GIVEN DATA =>
# # # # # # #

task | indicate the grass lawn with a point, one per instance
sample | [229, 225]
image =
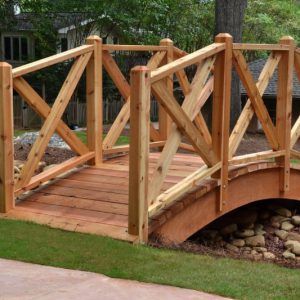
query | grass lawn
[81, 134]
[232, 278]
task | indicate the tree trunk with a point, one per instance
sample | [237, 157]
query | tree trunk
[229, 15]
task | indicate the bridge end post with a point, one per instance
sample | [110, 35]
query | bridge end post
[164, 119]
[221, 112]
[6, 139]
[94, 100]
[140, 88]
[284, 110]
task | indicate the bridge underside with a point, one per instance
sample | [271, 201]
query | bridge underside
[95, 200]
[199, 208]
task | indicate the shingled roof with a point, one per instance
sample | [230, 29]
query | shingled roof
[271, 91]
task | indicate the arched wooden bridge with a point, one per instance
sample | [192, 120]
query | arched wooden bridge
[170, 181]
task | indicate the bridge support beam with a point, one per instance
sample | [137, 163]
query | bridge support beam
[284, 110]
[139, 152]
[221, 112]
[6, 139]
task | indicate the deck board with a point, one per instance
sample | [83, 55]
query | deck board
[95, 199]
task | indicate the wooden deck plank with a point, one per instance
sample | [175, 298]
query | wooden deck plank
[75, 213]
[82, 203]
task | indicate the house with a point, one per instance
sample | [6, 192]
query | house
[18, 45]
[270, 94]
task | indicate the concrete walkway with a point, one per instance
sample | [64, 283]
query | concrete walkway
[28, 281]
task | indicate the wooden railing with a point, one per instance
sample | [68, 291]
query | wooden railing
[218, 147]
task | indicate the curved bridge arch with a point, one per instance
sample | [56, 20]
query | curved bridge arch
[193, 211]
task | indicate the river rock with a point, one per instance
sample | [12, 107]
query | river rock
[286, 225]
[244, 233]
[294, 236]
[260, 249]
[290, 243]
[289, 255]
[282, 234]
[232, 248]
[264, 215]
[246, 217]
[255, 241]
[238, 242]
[229, 229]
[210, 233]
[279, 219]
[296, 220]
[282, 211]
[269, 255]
[296, 248]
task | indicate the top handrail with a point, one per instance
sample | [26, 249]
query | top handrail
[186, 61]
[112, 47]
[51, 60]
[260, 47]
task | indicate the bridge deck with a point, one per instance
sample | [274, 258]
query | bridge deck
[94, 199]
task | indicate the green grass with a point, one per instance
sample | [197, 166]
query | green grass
[232, 278]
[81, 134]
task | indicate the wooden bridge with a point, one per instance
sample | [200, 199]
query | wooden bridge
[157, 188]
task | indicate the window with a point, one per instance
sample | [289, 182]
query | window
[15, 48]
[64, 44]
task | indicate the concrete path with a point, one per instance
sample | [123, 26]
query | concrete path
[34, 282]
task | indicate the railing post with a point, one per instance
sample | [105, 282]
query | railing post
[284, 109]
[221, 112]
[164, 119]
[6, 139]
[94, 100]
[139, 152]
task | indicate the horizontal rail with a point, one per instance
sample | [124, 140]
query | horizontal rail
[125, 148]
[186, 61]
[51, 60]
[262, 47]
[295, 154]
[173, 193]
[254, 157]
[109, 47]
[55, 171]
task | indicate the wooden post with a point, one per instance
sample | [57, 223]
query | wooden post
[284, 109]
[165, 121]
[221, 112]
[94, 100]
[6, 139]
[139, 152]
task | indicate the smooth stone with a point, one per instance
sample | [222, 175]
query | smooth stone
[282, 211]
[260, 232]
[264, 215]
[282, 234]
[260, 249]
[248, 216]
[279, 219]
[210, 233]
[238, 243]
[289, 255]
[290, 243]
[269, 255]
[294, 236]
[255, 241]
[296, 220]
[232, 248]
[244, 233]
[296, 248]
[287, 226]
[275, 224]
[229, 229]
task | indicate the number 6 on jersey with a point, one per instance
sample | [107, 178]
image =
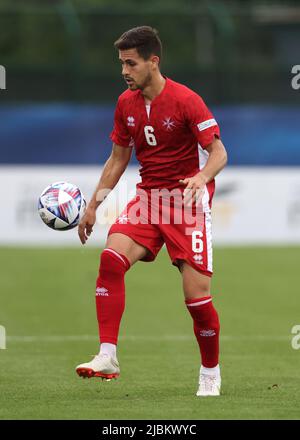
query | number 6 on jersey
[149, 134]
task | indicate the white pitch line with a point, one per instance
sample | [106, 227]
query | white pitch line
[175, 338]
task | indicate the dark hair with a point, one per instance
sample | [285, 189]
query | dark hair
[144, 39]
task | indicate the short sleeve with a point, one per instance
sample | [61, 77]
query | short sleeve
[201, 121]
[120, 134]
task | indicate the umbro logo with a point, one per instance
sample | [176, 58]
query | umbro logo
[123, 219]
[130, 121]
[101, 291]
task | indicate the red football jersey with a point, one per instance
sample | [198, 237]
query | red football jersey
[169, 142]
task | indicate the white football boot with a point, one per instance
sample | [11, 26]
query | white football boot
[102, 365]
[209, 384]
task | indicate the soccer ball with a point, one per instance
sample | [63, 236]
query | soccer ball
[61, 206]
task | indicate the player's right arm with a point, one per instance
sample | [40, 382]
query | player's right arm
[112, 171]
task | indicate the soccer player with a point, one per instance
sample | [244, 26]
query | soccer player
[177, 142]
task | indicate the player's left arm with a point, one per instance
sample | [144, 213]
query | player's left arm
[206, 130]
[215, 163]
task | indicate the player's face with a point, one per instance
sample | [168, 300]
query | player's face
[136, 71]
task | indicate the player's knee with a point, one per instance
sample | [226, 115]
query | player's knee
[112, 263]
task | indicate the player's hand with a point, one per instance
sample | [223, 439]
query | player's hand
[194, 189]
[86, 224]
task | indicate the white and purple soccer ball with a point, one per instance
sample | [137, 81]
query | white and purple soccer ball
[61, 206]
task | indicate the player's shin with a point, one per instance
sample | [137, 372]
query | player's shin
[110, 298]
[206, 329]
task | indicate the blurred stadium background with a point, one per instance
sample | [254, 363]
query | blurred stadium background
[56, 113]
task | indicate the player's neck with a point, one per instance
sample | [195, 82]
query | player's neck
[154, 88]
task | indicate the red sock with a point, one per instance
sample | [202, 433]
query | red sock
[206, 329]
[110, 294]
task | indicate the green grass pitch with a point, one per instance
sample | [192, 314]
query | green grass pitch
[47, 308]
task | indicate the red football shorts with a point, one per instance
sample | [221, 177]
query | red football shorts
[152, 220]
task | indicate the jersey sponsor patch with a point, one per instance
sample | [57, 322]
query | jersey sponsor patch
[206, 124]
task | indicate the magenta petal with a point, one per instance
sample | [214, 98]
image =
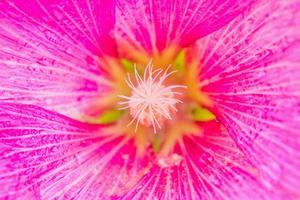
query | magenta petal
[154, 25]
[44, 155]
[251, 70]
[209, 167]
[50, 52]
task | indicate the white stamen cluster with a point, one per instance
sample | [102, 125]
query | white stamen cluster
[151, 102]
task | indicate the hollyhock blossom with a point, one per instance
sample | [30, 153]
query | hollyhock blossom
[149, 99]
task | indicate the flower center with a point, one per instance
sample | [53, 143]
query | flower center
[152, 101]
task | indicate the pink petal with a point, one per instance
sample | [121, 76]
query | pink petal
[211, 167]
[44, 155]
[154, 25]
[50, 52]
[251, 70]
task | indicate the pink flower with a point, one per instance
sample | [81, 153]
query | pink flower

# # # # # # #

All of the material above should be written out exactly as given, minus any images.

RESULT OF THE TASK =>
task | indicate the grass lawn with a point, one per instance
sample | [229, 225]
image =
query | grass lawn
[81, 134]
[232, 278]
task | indicate the tree trunk with a point, one per instance
sample | [237, 157]
query | tree trunk
[229, 15]
task | indicate the bridge end post with a point, one per instance
sample | [110, 35]
query | bridge end post
[164, 119]
[221, 112]
[6, 139]
[94, 100]
[140, 88]
[284, 110]
task | indicate the bridge underside with a point, one per instance
sample | [271, 201]
query | bridge underside
[95, 200]
[199, 208]
task | indicate the shingled roof with a point, one per instance
sample | [230, 29]
query | shingled roof
[271, 91]
task | indicate the arched wooden bridge with a point, one per instance
sample | [192, 120]
query | arched wooden bridge
[170, 181]
task | indicate the bridge support beam with a point, one per instance
sample | [137, 163]
query | bridge support beam
[284, 110]
[139, 152]
[221, 112]
[6, 139]
task | indicate the deck board with a point, one per instance
sample | [83, 55]
query | deck board
[95, 199]
task | indicate the wooden deck plank with a point, one per instance
sample | [175, 298]
query | wooden deck plank
[75, 213]
[82, 203]
task | indicate the house with a point, one per instance
sample | [6, 192]
query | house
[18, 45]
[270, 94]
task | indicate the concrete walkway with a point, one per instance
sample | [64, 283]
query | concrete walkway
[28, 281]
task | indicate the wooden railing with a point, one per instance
sample | [68, 291]
query | wooden railing
[218, 147]
task | indicate the curved bridge arch with a point, one per instance
sample | [56, 20]
query | curved bridge arch
[193, 211]
task | indicate the river rock with a point, one per instance
sample | [12, 107]
query | river rock
[286, 225]
[244, 233]
[294, 236]
[260, 249]
[290, 243]
[289, 255]
[282, 234]
[232, 248]
[264, 215]
[246, 217]
[255, 241]
[238, 242]
[229, 229]
[210, 233]
[279, 219]
[296, 220]
[282, 211]
[269, 255]
[296, 248]
task | indicate the top handrail with a point, one per instance
sample | [26, 249]
query | top handrail
[186, 61]
[112, 47]
[51, 60]
[260, 47]
task | indicate the bridge deck with a point, one per instance
sample | [274, 258]
query | bridge deck
[94, 199]
task | indicate the green grass with a point, one per instance
sample | [197, 166]
query | green grass
[232, 278]
[81, 134]
task | indicate the wooden bridge with a point, one per instance
sample | [200, 199]
query | wooden bridge
[157, 188]
task | indicate the window with a point, one per instance
sample | [289, 182]
query | window
[15, 48]
[64, 44]
task | indicate the concrete path with a point, one per instance
sample | [123, 26]
query | concrete path
[34, 282]
task | indicate the railing post with a point, one per instance
sample | [105, 282]
query | railing post
[284, 109]
[221, 112]
[164, 119]
[6, 139]
[94, 100]
[139, 152]
task | indicate the horizontal rail with a point, one per instance
sample | [124, 140]
query | horizontal rail
[125, 148]
[186, 61]
[51, 60]
[262, 47]
[295, 154]
[173, 193]
[254, 157]
[109, 47]
[55, 171]
task | indicate the wooden post with a point, one per instance
sample | [57, 223]
query | wooden post
[284, 109]
[165, 121]
[221, 112]
[94, 100]
[6, 139]
[139, 152]
task | indicate the smooth stone with a point, one per instance
sample | [222, 175]
query | smooth stone
[282, 211]
[260, 232]
[264, 215]
[282, 234]
[260, 249]
[248, 216]
[279, 219]
[210, 233]
[238, 243]
[289, 255]
[290, 243]
[269, 255]
[294, 236]
[255, 241]
[296, 220]
[232, 248]
[244, 233]
[296, 248]
[287, 226]
[275, 224]
[229, 229]
task | indicate the number 6 on jersey with a point, one per instance
sample | [107, 178]
image =
query | number 6 on jersey
[149, 134]
task | indicate the white pitch line with a point, one per instance
sample | [106, 227]
query | white pitch line
[175, 338]
task | indicate the dark hair with a point, one per instance
sample | [285, 189]
query | dark hair
[144, 39]
task | indicate the short sleeve with a point, one per instance
sample | [61, 77]
query | short sleeve
[201, 121]
[120, 134]
task | indicate the umbro logo with a point, one per instance
sample | [176, 58]
query | umbro logo
[123, 219]
[130, 121]
[101, 291]
task | indicate the red football jersey with a point, one per instance
sample | [198, 237]
query | red football jersey
[169, 142]
task | indicate the white football boot with a point, one per instance
sample | [11, 26]
query | white football boot
[102, 365]
[209, 384]
task | indicate the soccer ball with a point, one per instance
sample | [63, 236]
query | soccer ball
[61, 206]
task | indicate the player's right arm with a point, one per instance
sample | [40, 382]
query | player's right arm
[112, 171]
task | indicate the soccer player with a point, one per instance
sample | [244, 26]
query | soccer player
[177, 142]
task | indicate the player's left arm with a point, one per instance
sample | [144, 213]
query | player's left arm
[206, 130]
[215, 163]
task | indicate the player's face with a point, one per instance
sample | [168, 300]
query | player's face
[136, 71]
task | indicate the player's knee with a point, one per instance
sample | [226, 115]
query | player's knee
[112, 263]
task | indicate the player's hand with a point, one per instance
sample | [223, 439]
query | player's hand
[194, 189]
[86, 224]
task | indicate the white and purple soccer ball with a point, one per instance
sample | [137, 81]
query | white and purple soccer ball
[61, 206]
task | indicate the player's shin with a point, one per instance
sample | [137, 372]
query | player's shin
[110, 298]
[206, 329]
task | indicate the blurred stadium background with a point, one per instance
sample | [254, 363]
query | blurred stadium background
[56, 113]
task | indicate the player's neck with a point, one per instance
sample | [195, 82]
query | player's neck
[154, 88]
task | indicate the red sock with a point, one per instance
sample | [202, 433]
query | red sock
[206, 329]
[110, 294]
task | indicate the green grass pitch with a point, one per instance
sample | [192, 314]
query | green grass pitch
[47, 308]
task | indicate the red football shorts with a point, one per instance
sample | [221, 177]
query | red football shorts
[152, 220]
task | indicate the jersey sponsor patch with a point, one per instance
sample | [57, 322]
query | jersey sponsor patch
[206, 124]
task | indicate the magenta petal with a point, one per instance
sample | [214, 98]
image =
query | magenta petal
[154, 25]
[44, 155]
[251, 70]
[209, 167]
[50, 52]
task | indicate the white stamen cluster with a point, one per instance
sample | [102, 125]
query | white stamen cluster
[151, 102]
task | indicate the hollyhock blossom with a point, one per instance
sample | [30, 153]
query | hollyhock blossom
[149, 99]
task | indicate the flower center with a point, one per instance
sample | [53, 143]
query | flower center
[152, 101]
task | indicate the pink petal with a point, one per instance
sample | [121, 76]
query | pink petal
[211, 167]
[44, 155]
[154, 25]
[50, 52]
[251, 70]
task | indicate the pink flower with a point, one per instance
sample | [81, 153]
query | pink flower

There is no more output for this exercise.